--- Supplied entries ---
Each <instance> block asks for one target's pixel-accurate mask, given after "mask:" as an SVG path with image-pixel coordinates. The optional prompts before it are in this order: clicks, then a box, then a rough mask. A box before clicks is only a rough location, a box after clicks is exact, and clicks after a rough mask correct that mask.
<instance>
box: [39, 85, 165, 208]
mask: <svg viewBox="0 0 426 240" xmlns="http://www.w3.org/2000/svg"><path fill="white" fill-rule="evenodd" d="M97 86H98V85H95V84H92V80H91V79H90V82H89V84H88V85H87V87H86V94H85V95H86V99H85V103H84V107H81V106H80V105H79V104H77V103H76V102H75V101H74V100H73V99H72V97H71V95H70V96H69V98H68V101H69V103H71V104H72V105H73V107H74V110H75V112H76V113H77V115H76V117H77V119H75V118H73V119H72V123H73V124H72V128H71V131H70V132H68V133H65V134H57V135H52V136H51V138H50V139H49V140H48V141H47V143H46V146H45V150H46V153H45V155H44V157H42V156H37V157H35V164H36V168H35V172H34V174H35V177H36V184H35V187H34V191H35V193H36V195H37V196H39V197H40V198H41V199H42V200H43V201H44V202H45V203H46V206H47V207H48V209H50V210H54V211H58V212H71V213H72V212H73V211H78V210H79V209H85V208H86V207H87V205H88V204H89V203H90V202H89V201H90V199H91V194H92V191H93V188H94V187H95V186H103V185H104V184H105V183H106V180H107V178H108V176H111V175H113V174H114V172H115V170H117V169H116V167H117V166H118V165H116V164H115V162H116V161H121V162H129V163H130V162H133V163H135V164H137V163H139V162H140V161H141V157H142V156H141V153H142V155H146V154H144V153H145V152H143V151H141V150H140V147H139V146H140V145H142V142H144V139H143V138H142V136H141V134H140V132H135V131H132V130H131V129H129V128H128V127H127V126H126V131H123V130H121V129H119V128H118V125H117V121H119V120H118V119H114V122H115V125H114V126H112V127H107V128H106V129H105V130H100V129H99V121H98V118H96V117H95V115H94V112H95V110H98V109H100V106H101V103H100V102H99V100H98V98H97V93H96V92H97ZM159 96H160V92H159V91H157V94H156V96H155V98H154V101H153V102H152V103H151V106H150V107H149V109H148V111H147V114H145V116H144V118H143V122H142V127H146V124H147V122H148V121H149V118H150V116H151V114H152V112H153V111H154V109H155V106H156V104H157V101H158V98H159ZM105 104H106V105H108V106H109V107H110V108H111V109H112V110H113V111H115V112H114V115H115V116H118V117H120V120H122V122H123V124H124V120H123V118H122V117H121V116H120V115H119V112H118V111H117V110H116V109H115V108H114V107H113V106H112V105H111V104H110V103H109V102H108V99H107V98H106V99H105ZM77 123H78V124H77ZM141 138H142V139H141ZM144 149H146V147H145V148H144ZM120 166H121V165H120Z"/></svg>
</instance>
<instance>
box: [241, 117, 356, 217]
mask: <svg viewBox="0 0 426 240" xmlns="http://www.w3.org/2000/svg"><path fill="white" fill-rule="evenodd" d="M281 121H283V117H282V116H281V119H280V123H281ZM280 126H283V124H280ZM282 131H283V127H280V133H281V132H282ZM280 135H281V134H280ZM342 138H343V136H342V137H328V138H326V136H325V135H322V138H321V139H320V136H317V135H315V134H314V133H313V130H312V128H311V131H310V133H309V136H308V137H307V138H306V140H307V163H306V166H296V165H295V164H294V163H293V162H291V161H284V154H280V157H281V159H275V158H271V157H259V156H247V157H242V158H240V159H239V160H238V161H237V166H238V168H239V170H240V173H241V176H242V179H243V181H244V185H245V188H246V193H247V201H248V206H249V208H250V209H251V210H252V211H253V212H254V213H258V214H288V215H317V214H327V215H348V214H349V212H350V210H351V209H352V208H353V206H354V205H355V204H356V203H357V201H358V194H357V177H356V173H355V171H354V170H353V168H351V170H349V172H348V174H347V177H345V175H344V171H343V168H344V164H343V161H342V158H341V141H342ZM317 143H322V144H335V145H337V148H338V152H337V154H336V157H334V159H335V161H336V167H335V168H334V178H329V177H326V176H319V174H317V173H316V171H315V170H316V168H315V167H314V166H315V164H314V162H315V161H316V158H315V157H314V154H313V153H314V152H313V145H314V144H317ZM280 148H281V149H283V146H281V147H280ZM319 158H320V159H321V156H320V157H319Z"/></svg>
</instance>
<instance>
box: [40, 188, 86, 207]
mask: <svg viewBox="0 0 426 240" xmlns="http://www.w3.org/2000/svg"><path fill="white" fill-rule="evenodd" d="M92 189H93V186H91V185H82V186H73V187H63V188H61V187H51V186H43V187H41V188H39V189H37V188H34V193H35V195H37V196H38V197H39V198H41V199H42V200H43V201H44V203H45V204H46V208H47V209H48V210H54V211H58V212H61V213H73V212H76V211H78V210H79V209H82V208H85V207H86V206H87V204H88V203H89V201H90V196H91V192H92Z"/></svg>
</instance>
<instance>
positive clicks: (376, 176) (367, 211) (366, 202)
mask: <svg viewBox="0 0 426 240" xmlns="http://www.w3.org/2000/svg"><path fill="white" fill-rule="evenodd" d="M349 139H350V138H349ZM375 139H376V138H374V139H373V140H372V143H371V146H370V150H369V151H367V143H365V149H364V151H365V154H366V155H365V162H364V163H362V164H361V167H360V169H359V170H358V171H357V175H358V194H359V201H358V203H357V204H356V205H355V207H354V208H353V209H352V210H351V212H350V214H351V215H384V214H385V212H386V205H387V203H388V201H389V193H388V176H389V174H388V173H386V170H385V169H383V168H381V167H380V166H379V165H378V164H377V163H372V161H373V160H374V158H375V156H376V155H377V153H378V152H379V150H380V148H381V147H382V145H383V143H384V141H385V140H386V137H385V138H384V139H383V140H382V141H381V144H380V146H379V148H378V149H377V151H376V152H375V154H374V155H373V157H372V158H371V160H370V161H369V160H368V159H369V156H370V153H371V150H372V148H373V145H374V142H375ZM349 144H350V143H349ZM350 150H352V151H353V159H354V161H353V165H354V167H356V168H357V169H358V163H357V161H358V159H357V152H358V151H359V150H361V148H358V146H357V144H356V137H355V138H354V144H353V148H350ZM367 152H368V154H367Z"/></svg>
---
• **Work item**:
The answer is each line in which the word "clicks" occurs, copied from the material above.

• **Response to this task**:
Each <instance> block asks for one target's pixel-accurate mask, given after "mask:" as an SVG path with image-pixel coordinates. The optional prompts before it are in this order: clicks, then a box, then a rough mask. A box before clicks is only a rough location, a box after clicks is exact, and clicks after a rough mask correct that mask.
positive clicks: (376, 176) (367, 211) (366, 202)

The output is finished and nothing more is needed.